Bij e-mail van 14 december 2012 om 2:50 PM heeft [gedaagde in hoofdzaak/eiser in vrijwaring sub 2] aan [gedaagde in vrijwaring] geschreven, voor zover hier van belang:
“in opvolging op de aangepaste aanvullende overeenkomst,waarvoor dan,zal ik deze volgorde aanhouden:”
(…)
Tenslotte en wellicht ten overvloede wijs ik op de afspraak gemaakt tussen jou en ons dat,om bij een niet nakoming van of gebreke op deze aanvullende overeenkomst,als ook met betrekking tot de oorspronkelijke overeenkomst ,ieder voor 50% de verplichting op zich neemt om hoofdelijk het alsdan verschuldigde bedrag te voldoen (…)”
3.7.
Bij e-mail van 14 december 2012 om 15:06 uur heeft [gedaagde in hoofdzaak/eiser in vrijwaring sub 2] aan [gedaagde in vrijwaring] geschreven, voor zover hier van belang:
“ter voorkoming van eventuele misverstanden,de niet nakoming zoals genoemd in de slotzin “Tenslotte en wellicht etc tm te voldoen” betreft de niet nakoming door Laundry Beheer b.v. en Laundry Beheer b.v. alleen, verder niemand. (…)
3.8.
◆ ◆ ◆
◆ **TE ONDERNEMEN STAPPEN**
1. Geef uit de lijst ongewijzigd de regels weer van de regel met "Every instance of the cut cake" tot en met de regel met "[(617, 723)]".
2. Zet het tekstfragment over de e-mails van 14 december 2012 voort na de laatste regel.
◆ ◆ ◆
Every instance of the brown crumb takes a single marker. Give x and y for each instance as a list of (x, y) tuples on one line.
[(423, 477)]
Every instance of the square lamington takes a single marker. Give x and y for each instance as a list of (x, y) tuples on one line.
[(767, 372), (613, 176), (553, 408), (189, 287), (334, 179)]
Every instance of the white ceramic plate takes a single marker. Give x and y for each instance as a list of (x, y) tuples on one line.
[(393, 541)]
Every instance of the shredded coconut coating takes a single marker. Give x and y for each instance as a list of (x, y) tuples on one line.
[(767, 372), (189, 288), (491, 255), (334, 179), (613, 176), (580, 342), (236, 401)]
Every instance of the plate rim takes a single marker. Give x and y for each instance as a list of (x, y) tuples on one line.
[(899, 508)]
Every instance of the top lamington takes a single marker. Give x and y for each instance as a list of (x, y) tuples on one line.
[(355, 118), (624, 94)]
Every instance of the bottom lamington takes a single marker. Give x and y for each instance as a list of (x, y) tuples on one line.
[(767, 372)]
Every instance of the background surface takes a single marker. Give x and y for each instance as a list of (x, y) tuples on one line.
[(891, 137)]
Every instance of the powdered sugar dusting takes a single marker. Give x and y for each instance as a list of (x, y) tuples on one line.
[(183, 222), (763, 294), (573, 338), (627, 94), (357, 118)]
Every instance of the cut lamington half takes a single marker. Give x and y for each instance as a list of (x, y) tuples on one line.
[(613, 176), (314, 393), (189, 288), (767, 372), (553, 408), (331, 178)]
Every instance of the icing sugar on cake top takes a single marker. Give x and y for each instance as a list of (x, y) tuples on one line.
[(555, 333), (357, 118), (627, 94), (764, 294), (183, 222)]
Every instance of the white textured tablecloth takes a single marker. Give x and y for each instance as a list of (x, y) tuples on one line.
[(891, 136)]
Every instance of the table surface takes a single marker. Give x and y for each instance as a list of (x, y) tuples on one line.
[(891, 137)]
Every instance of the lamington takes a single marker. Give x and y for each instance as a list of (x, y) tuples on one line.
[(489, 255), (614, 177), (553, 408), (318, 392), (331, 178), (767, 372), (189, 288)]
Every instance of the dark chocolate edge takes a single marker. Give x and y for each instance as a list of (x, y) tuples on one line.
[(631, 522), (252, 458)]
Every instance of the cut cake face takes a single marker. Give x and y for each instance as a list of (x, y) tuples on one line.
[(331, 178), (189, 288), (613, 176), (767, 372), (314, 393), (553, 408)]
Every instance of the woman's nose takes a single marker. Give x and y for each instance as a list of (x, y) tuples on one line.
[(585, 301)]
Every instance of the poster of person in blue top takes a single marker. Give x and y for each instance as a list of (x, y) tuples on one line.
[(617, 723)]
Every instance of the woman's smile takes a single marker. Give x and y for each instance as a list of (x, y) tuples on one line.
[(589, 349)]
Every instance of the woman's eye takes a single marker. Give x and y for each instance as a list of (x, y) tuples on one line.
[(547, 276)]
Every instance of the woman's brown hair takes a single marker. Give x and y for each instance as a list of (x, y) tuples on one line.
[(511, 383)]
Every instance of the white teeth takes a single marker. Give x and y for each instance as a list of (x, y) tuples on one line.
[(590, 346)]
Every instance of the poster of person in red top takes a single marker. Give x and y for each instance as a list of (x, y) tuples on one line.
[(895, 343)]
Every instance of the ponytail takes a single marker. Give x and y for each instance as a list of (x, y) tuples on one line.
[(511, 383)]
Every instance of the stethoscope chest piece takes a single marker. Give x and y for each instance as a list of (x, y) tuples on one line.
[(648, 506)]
◆ ◆ ◆
◆ **ANTWOORDEN HIERONDER**
1.
Every instance of the cut cake face takes a single marker. Give x and y for each instance as a list of (x, y) tuples on one line.
[(331, 178), (189, 288), (613, 176), (767, 372), (314, 393), (553, 408)]
Every instance of the woman's nose takes a single marker. Give x and y for each instance as a list of (x, y) tuples on one line.
[(585, 301)]
Every instance of the poster of person in blue top takes a single marker. Give x and y for each instance as a list of (x, y) tuples on one line.
[(617, 723)]

2.
Bij e-mail van 16 december 2012 heeft [gedaagde in vrijwaring] aan [gedaagde in hoofdzaak/eiser in vrijwaring sub 2] geschreven, voor zover hier van belang:
“Natuurlijk totaal niet mee eens dat ik ook nog eens hoofdelijk aansprakelijk moet zijn voor een lening aan Laundry die via mij geregeld is,wanneer ga je rente over mijn geld betalen? Wil wel eens goed op de hoogte gebracht willen worden over de gang van zaken en hoe verder (…)”
3.9.
Bij e-mail van 16 december 2012 heeft [gedaagde in hoofdzaak/eiser in vrijwaring sub 2] aan [gedaagde in vrijwaring] gerschreven, voor zover hier van belang:
“Zo is het destijdsafgesproken en ook meerdere malen aan je gecommuniceerd, zodra ik rente aan jou kan betalen, kan ik het ook aan ons zelf, wij hebben ook wel aardig wat te vorderen van Laundry Industry, voor de rest is het nu eerst zaak dat die lening van [bestuurder] uit de boeken gaat voor zowel jou als mij (…)”
3.10.
Een in december 2012 tussen dezelfde partijen gesloten aanvullende overeenkomst luidt, voor zover hier van belang:
“1. (…) MODALFA (…) hierna ook te noemen “de Schuldeiser”,
2. De heer [gedaagde in hoofdzaak/eiser in vrijwaring sub 2] (…) handelend:
a. voor zich in privé; alsmede
b. als directeur van (…) LAUNDRY (…), hierna gezamenlijk ook te noemen “de Schuldenaar”,
3. (…) [gedaagde in vrijwaring] (…)
Overwegende dat
Partijen op 14 juli 2008 een overeenkomst van geldlening hebben gesloten (…)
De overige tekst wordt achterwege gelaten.